**Given exercise**
Please count the lines in the data below that contain the string "lamp", matching case exactly, and give only the number.

**Data extract**
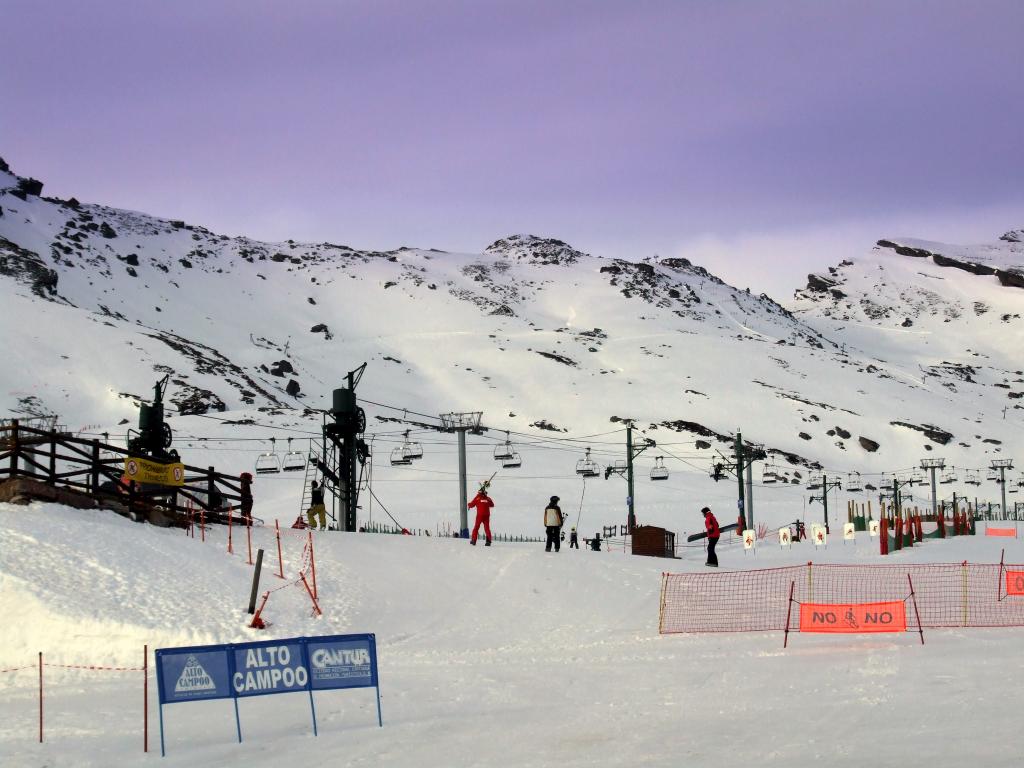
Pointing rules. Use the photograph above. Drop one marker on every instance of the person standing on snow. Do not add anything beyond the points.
(316, 508)
(483, 504)
(553, 523)
(711, 523)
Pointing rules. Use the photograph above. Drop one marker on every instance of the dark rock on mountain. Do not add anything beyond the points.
(868, 444)
(529, 248)
(281, 368)
(935, 434)
(30, 186)
(27, 267)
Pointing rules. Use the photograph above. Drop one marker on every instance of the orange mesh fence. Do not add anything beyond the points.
(947, 595)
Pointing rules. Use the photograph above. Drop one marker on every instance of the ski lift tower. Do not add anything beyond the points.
(1000, 466)
(462, 423)
(632, 452)
(932, 465)
(346, 450)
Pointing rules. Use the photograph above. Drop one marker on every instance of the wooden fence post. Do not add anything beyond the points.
(94, 474)
(13, 448)
(53, 458)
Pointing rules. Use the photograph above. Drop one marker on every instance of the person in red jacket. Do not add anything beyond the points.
(711, 523)
(483, 505)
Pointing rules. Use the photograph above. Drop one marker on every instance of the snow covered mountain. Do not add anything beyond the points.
(911, 350)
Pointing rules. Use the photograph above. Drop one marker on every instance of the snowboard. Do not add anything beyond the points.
(704, 534)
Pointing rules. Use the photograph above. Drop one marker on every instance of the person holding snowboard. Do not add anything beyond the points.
(553, 523)
(711, 523)
(316, 508)
(483, 504)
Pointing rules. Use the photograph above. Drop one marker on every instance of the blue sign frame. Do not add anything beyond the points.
(286, 666)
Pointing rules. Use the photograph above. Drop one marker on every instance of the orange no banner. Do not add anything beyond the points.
(1015, 582)
(1012, 532)
(853, 617)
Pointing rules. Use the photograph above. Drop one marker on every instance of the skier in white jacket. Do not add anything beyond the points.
(553, 523)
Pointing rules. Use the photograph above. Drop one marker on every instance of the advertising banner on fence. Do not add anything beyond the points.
(1012, 532)
(857, 617)
(1015, 582)
(144, 470)
(288, 666)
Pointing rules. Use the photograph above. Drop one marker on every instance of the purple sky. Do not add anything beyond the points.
(764, 139)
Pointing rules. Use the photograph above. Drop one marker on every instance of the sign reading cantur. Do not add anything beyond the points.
(155, 473)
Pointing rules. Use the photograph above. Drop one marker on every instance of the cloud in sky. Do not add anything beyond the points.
(624, 127)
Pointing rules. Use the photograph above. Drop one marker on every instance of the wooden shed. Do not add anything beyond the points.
(653, 542)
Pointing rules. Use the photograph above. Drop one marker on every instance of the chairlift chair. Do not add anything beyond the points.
(505, 451)
(411, 451)
(587, 467)
(659, 471)
(512, 462)
(294, 461)
(398, 458)
(268, 463)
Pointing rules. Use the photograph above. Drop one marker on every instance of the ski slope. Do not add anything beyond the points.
(500, 656)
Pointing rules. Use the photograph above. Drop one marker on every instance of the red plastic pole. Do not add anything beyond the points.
(40, 696)
(145, 697)
(315, 606)
(257, 623)
(788, 611)
(281, 562)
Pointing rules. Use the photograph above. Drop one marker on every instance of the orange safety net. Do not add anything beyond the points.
(947, 595)
(850, 619)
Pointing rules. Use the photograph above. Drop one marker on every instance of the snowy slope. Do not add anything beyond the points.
(555, 345)
(502, 656)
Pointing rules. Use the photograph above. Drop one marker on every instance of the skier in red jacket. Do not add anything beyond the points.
(483, 505)
(711, 523)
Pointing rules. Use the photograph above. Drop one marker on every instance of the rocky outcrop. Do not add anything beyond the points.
(535, 250)
(27, 267)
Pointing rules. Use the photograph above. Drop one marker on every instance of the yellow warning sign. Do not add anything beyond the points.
(144, 470)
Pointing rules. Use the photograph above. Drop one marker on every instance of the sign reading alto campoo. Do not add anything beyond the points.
(151, 472)
(287, 666)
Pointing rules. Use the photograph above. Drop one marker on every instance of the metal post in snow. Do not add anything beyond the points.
(40, 696)
(312, 564)
(255, 589)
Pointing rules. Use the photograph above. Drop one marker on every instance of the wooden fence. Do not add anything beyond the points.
(88, 466)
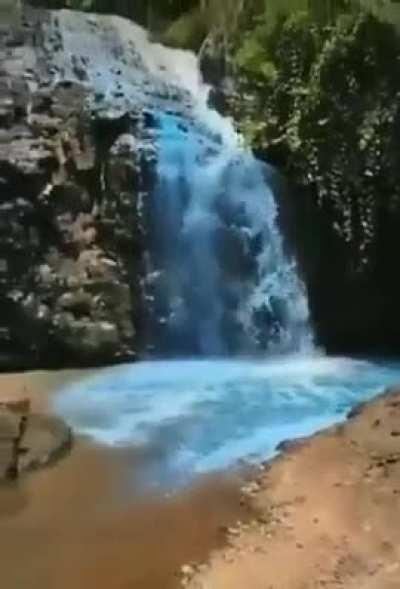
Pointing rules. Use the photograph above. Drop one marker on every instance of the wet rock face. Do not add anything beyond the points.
(74, 175)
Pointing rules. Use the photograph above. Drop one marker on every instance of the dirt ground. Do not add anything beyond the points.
(329, 513)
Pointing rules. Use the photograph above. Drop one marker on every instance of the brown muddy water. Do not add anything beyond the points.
(85, 523)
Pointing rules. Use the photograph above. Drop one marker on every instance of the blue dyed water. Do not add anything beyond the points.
(194, 417)
(225, 284)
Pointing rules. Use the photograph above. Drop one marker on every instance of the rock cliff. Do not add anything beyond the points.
(75, 168)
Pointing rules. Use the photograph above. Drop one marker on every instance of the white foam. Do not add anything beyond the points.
(206, 415)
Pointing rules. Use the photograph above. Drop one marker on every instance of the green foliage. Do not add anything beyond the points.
(330, 115)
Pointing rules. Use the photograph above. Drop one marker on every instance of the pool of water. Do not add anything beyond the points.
(192, 417)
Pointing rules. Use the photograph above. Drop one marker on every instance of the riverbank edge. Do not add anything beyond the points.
(242, 541)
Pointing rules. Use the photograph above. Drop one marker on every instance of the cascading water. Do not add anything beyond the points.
(219, 279)
(225, 284)
(218, 282)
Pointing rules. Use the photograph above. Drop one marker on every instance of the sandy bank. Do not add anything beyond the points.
(330, 513)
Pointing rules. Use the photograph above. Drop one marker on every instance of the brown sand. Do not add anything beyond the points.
(330, 514)
(82, 524)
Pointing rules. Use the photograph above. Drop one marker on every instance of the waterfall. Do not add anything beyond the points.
(219, 281)
(225, 283)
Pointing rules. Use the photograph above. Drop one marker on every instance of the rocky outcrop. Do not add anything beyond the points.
(29, 441)
(321, 104)
(74, 174)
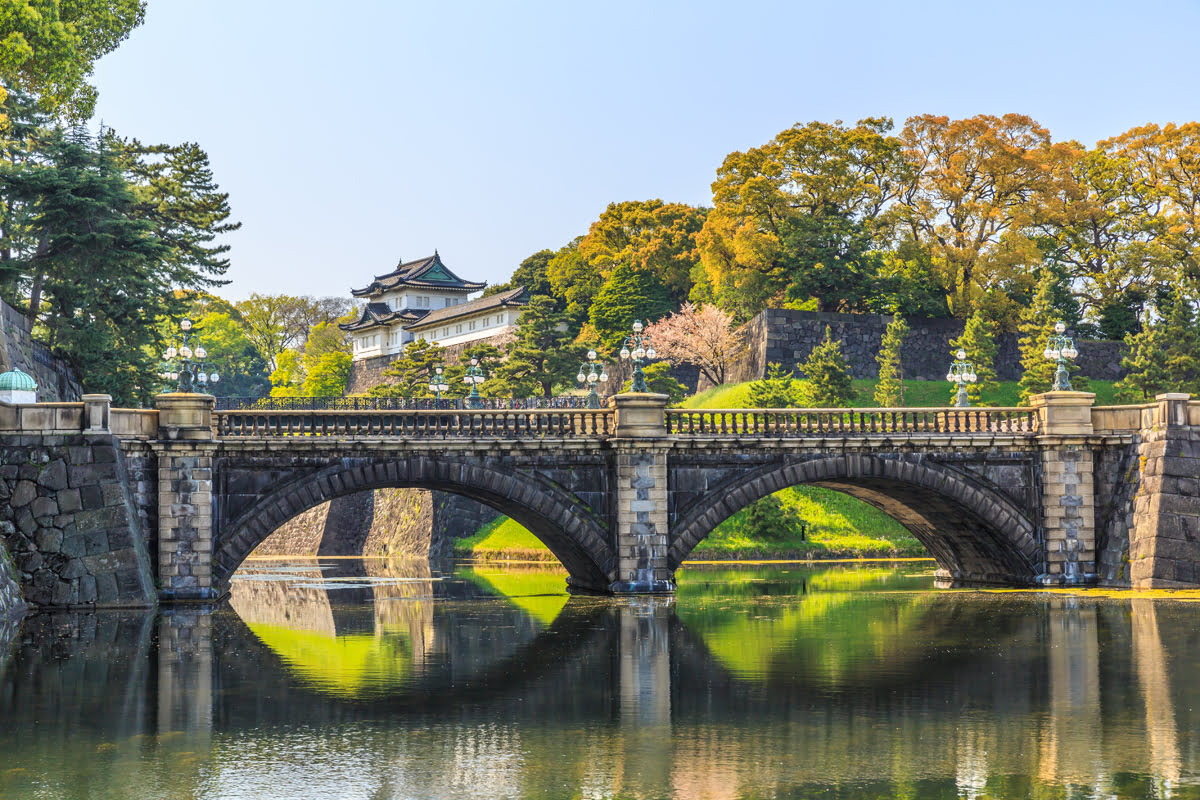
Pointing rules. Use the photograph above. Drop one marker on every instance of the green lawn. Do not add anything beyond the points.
(921, 394)
(837, 524)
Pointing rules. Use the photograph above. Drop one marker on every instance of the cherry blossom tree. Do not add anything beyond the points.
(703, 337)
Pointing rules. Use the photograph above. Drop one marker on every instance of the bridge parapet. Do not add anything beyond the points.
(508, 423)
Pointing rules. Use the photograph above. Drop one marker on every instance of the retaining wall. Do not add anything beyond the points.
(787, 337)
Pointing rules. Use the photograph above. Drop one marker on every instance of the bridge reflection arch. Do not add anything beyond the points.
(568, 528)
(970, 527)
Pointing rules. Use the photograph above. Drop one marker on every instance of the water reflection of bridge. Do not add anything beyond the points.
(642, 696)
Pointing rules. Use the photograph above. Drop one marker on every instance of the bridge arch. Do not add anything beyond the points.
(972, 530)
(559, 521)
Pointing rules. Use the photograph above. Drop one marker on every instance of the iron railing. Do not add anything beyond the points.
(507, 423)
(859, 421)
(391, 403)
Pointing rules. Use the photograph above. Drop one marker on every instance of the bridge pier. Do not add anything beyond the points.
(1068, 501)
(185, 452)
(642, 524)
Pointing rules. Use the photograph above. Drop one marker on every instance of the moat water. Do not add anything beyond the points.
(379, 680)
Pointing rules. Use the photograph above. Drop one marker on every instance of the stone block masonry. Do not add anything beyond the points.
(70, 522)
(787, 337)
(1164, 542)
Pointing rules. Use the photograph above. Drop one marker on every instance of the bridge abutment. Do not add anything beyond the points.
(1068, 501)
(185, 452)
(642, 522)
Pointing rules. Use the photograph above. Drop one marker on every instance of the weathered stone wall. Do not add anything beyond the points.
(1164, 547)
(366, 373)
(1117, 479)
(12, 605)
(70, 523)
(55, 379)
(789, 336)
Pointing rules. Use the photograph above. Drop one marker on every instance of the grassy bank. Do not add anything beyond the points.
(834, 524)
(918, 394)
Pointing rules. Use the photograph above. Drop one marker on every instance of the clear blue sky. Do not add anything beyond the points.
(352, 134)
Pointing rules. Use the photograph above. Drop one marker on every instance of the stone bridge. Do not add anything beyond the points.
(114, 506)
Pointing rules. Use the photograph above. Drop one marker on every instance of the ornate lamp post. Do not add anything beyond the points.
(190, 373)
(438, 383)
(639, 349)
(1060, 349)
(961, 373)
(474, 377)
(589, 377)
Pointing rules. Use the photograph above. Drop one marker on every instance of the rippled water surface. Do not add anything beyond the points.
(377, 680)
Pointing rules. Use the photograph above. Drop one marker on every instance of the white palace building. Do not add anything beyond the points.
(423, 299)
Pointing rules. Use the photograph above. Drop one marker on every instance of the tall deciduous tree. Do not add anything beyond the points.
(827, 373)
(977, 187)
(703, 337)
(889, 390)
(811, 196)
(48, 47)
(627, 295)
(540, 356)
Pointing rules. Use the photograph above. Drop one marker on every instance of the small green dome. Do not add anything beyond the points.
(17, 382)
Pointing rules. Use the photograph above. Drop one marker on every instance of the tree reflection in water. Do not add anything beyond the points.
(779, 681)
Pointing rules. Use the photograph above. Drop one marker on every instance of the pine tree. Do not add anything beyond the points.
(979, 344)
(827, 374)
(411, 373)
(889, 391)
(777, 389)
(1037, 326)
(1145, 364)
(541, 355)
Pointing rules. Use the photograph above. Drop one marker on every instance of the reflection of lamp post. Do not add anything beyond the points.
(961, 373)
(637, 348)
(1060, 348)
(474, 377)
(438, 382)
(592, 377)
(187, 372)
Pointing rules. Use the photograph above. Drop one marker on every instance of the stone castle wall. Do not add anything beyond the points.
(55, 379)
(70, 523)
(367, 373)
(789, 336)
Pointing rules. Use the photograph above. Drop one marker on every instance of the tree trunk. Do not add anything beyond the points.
(35, 293)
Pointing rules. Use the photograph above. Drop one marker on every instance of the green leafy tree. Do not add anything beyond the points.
(827, 373)
(1182, 344)
(232, 355)
(411, 373)
(1145, 365)
(48, 47)
(96, 266)
(627, 295)
(769, 521)
(777, 389)
(327, 374)
(660, 382)
(287, 378)
(979, 344)
(540, 355)
(1037, 326)
(889, 390)
(178, 194)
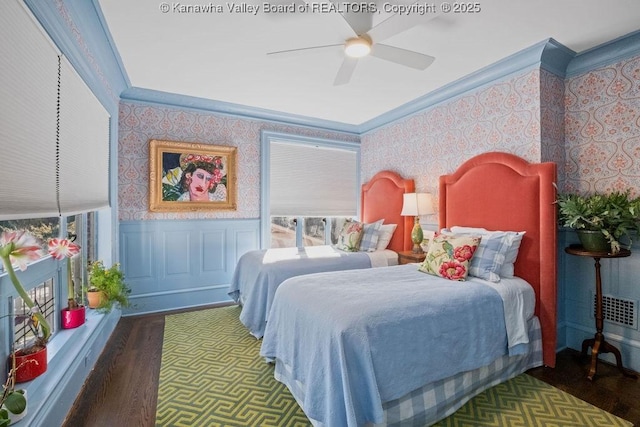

**Response**
2